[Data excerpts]
== == ==
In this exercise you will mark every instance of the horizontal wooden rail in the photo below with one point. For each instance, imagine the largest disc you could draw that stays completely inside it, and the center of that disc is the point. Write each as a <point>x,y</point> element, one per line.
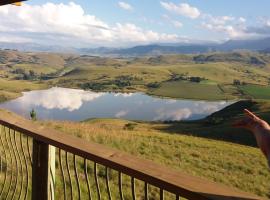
<point>170,180</point>
<point>5,2</point>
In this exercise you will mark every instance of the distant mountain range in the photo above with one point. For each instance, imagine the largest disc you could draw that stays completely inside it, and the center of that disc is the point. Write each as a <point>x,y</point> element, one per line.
<point>262,45</point>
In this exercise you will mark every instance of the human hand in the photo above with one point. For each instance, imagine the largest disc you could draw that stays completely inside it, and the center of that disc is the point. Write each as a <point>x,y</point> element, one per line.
<point>259,128</point>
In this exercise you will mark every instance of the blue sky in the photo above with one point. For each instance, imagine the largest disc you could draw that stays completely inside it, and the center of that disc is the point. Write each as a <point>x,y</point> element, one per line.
<point>132,22</point>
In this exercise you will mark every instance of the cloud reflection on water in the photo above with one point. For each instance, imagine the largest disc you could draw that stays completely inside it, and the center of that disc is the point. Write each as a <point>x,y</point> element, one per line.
<point>73,104</point>
<point>60,98</point>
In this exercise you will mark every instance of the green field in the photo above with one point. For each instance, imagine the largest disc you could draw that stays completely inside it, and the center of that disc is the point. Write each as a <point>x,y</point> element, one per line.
<point>185,90</point>
<point>256,91</point>
<point>221,75</point>
<point>237,166</point>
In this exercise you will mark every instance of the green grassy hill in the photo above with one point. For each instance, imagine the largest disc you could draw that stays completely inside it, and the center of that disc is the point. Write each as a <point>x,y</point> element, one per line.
<point>235,165</point>
<point>208,76</point>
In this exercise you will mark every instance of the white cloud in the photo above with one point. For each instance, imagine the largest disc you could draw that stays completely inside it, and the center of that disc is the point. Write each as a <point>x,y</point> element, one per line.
<point>175,23</point>
<point>68,24</point>
<point>121,113</point>
<point>242,19</point>
<point>125,5</point>
<point>59,98</point>
<point>181,9</point>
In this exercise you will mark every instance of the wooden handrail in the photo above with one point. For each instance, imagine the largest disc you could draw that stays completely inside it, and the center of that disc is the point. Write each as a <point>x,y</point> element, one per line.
<point>171,180</point>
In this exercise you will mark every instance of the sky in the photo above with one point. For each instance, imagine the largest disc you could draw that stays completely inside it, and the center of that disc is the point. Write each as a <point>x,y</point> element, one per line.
<point>113,23</point>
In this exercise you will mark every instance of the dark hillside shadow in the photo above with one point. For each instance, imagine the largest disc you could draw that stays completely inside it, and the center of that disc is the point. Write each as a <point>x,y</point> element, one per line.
<point>218,126</point>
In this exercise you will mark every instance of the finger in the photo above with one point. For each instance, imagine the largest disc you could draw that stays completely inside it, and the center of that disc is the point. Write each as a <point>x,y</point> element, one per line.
<point>250,114</point>
<point>239,123</point>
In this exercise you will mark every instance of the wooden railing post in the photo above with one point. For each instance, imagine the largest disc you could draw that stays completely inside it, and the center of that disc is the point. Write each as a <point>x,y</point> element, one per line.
<point>42,171</point>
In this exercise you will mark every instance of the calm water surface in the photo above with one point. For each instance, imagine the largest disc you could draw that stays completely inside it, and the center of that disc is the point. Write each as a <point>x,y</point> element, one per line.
<point>73,104</point>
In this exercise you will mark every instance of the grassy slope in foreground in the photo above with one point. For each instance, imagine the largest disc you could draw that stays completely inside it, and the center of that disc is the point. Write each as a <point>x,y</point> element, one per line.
<point>231,164</point>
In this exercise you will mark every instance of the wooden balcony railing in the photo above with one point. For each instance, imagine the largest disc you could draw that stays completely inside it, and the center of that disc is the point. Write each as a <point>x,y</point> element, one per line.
<point>39,163</point>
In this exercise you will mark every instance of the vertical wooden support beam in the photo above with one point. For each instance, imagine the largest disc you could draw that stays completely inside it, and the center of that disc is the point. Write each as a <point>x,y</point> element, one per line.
<point>42,171</point>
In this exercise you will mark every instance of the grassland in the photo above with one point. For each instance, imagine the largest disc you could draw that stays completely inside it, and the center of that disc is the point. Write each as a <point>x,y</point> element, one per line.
<point>181,89</point>
<point>256,91</point>
<point>211,77</point>
<point>237,166</point>
<point>202,148</point>
<point>10,89</point>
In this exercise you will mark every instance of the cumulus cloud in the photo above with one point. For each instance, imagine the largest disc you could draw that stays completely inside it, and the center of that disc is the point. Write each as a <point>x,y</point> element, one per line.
<point>121,113</point>
<point>175,23</point>
<point>69,24</point>
<point>183,9</point>
<point>59,98</point>
<point>125,5</point>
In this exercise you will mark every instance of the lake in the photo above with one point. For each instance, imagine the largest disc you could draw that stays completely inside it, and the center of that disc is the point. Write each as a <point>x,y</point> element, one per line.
<point>73,104</point>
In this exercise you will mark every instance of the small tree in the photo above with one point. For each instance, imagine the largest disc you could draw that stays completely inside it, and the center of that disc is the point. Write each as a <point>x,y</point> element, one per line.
<point>33,115</point>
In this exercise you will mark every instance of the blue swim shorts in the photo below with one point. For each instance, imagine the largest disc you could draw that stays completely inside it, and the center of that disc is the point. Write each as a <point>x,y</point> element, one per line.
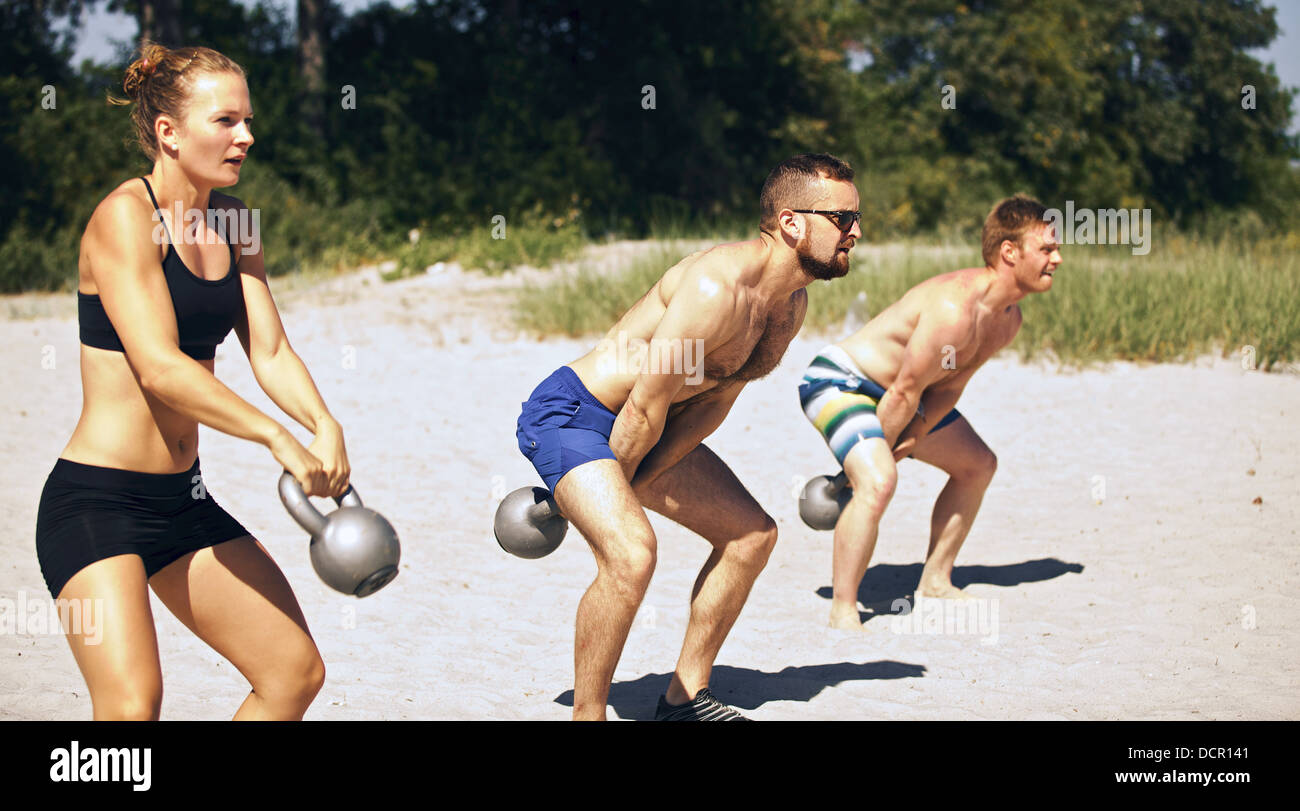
<point>562,426</point>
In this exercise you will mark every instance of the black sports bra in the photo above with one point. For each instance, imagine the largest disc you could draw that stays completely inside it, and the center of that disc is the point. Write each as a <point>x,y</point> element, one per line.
<point>206,311</point>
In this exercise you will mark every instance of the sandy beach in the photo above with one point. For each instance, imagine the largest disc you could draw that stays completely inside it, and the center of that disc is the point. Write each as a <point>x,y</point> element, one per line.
<point>1136,555</point>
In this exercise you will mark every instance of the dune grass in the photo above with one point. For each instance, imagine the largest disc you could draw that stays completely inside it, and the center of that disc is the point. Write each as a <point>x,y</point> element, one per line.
<point>1187,298</point>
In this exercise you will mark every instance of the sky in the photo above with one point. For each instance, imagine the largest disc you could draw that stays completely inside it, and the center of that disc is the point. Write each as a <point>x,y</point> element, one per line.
== == ==
Your assignment:
Please print every record exactly, leaving out the pictures.

Answer to this problem:
In this exercise you will mark every instance of the horizontal wooden rail in the photo below with one point. For each instance, imagine the largest disc you could draw that stays completely inside it, and the center of that disc is the point. Write each as a <point>x,y</point> element, one per line.
<point>170,180</point>
<point>5,2</point>
In this exercise you will mark every instance of the distant mountain range in the photo above with one point. For each instance, imagine the largest disc you could draw that stays completely inside it, and the center of that disc is the point. Write each as a <point>x,y</point> element, one per line.
<point>262,45</point>
In this exercise you will mark every instance of the human hand in the photo above with one point. For each instance, imagine the largest disc you could draw that stays completely inside it, and the center of that disc is the point. Write each as a <point>x,y</point> element, one per line.
<point>259,128</point>
In this exercise you will mark every instance of the blue sky in the photo above with one point. For each instance, imagine the largest disc you could draw that stays completely inside it, and the center of that disc is the point. Write each as a <point>x,y</point> element, one per line.
<point>132,22</point>
In this exercise you will mark every instance of the cloud reflection on water in the photo above with one point. For each instance, imagine the largest disc you could draw that stays completely inside it, and the center of that disc is the point. Write each as a <point>x,y</point> element, one per line.
<point>73,104</point>
<point>60,98</point>
In this exercise you will mark every instance of the green field in the photo above with one point. For each instance, imagine the largest disc you could draw that stays completely inside it, and the center of that disc is the point. Write each as a <point>x,y</point> element, one per line.
<point>185,90</point>
<point>256,91</point>
<point>221,75</point>
<point>237,166</point>
In this exercise you will mark every instance of the green grassy hill in the photo above with one point. For each instance, imagine the largest disc you could draw that stays completely inside it, and the center of that disc is the point. Write each as a <point>x,y</point> element, one per line.
<point>235,165</point>
<point>208,76</point>
In this exercise you will mark every instance of the white cloud in the photo above with one point. For each instance, imagine the largest disc you could draw that stays completely inside it, and the center of that disc is the point. Write each as a <point>x,y</point> element, one per line.
<point>175,23</point>
<point>68,24</point>
<point>121,113</point>
<point>242,19</point>
<point>125,5</point>
<point>59,98</point>
<point>181,9</point>
In this exercise you will mark every instance of the wooden handrail in the photo above with one point. For each instance, imagine the largest disc you could draw that stays completely inside it, and the center of that disc is the point. Write each as a <point>x,y</point> element, one per line.
<point>171,180</point>
In this exercise you will mark every instance of the sky in the photo above with one point. For each instance, imagine the largest disc you could draw that stays completely inside it, and the center of that disc is the point. Write each as a <point>x,y</point> element, one per line.
<point>113,23</point>
In this exercise you will mark every instance of the dark hillside shadow in the photo above with one point. For each instance, imagine the largest disc you could draw that stays completely inside it, and the center of that disc is the point. Write each as a <point>x,y</point> element, one per line.
<point>218,126</point>
In this exercise you will mark every instance of the finger in the photo above with one point. For each instance, imagine the largest disc you could draw that stays completely inside it, and the center of that disc is the point. Write each as a <point>x,y</point> element, one per line.
<point>250,114</point>
<point>239,123</point>
In this exercise you will mark every instance of the wooden railing post in the photo above with one point. For each instance, imagine the largest disc you could draw that stays completely inside it, and the center of that disc is the point. Write each as a <point>x,y</point> element, one per line.
<point>42,171</point>
In this exercise you will mark every instance of the calm water surface in the photo above with one point. For each instance, imagine the largest disc you could draw that stays completely inside it, and the center of that disc is the point. Write each as a <point>x,y</point> element, one per line.
<point>73,104</point>
In this exercise you will mark every instance of the grassy slope in foreground in the photo above with one point. For each instance, imagine the largest disc you could draw that stays completely inside it, and the center of that disc is the point. Write each as a <point>x,y</point> element, one per line.
<point>231,164</point>
In this exercise you will mark every instance of the wooden balcony railing in the photo above with one point. For each instance, imagine the largest disc you could draw that stays completely inside it, and the center of that disc is the point. Write each as a <point>x,y</point> element, one per line.
<point>39,163</point>
In this exercise you will mark every instance of the vertical wooden support beam in the photo above with one point. For each instance, imagine the largest disc you could draw that stays completely inside it, and the center of that disc is the point. Write each as a <point>x,y</point> element, one per line.
<point>42,171</point>
In this exercise you will mark every instance of the grassland in the photo above with one point. For each instance, imagine the largest disc you could draw that stays completely inside it, and the center of that disc is the point. Write each as a <point>x,y</point> element, one per line.
<point>181,89</point>
<point>256,91</point>
<point>211,77</point>
<point>237,166</point>
<point>202,148</point>
<point>10,89</point>
In this exercise you will mark every instance of the cumulus cloud in the photo above with one point. For each instance, imagine the largest disc you could draw that stays completely inside it, and the center of that disc is the point. Write each as a <point>x,y</point> element, one per line.
<point>121,113</point>
<point>175,23</point>
<point>69,24</point>
<point>183,9</point>
<point>59,98</point>
<point>125,5</point>
In this exercise you will mark every instance of the lake in the photo above with one point. For each instance, imagine the largest disc you could draw that stays completely inside it, and the center of that disc is the point. Write each as a <point>x,y</point> element, one per line.
<point>73,104</point>
In this exercise you will mark every instance of the small tree in the photo above with one point. For each instance, imagine the largest disc you could draw that stays completely inside it, and the center of that disc is the point. Write each as a <point>x,y</point> element, one per line.
<point>33,115</point>
In this exercise you will mark every instance of the blue swim shorts in the photo below with one point. For each instance, imagine the largest disc you could draw that stays completely inside it, and the center of that disc is the point. Write each as a <point>x,y</point> element, one per line.
<point>562,426</point>
In this exercise you will mark every instance of the black sports bra in the photo above with one point. For each instance, imagine the largest disc you could draw that stays completely inside it, and the center of that disc is the point. Write each as a <point>x,y</point> element, one per line.
<point>206,311</point>
In this exercise you will mark every instance of the sandy beach in the photo above with one point. For each instance, imagine the largest disc you could draw that stays completely inside it, and the center of that disc is the point. Write each as a <point>x,y</point> element, one per line.
<point>1136,555</point>
In this exercise you will mark every instance of the dune grass in the photo above with one point. For each instance, imagine the largest disc you could draw that stays completely inside it, and the center of that disc is the point. Write each as a <point>x,y</point> element, one per line.
<point>1187,298</point>
In this exercise you will mark every instance of the sky in the photo above with one point. For each instance, imagine the largest disc you could draw that stays completely inside it, and the center of that disc is the point. Write each as a <point>x,y</point> element, one per line.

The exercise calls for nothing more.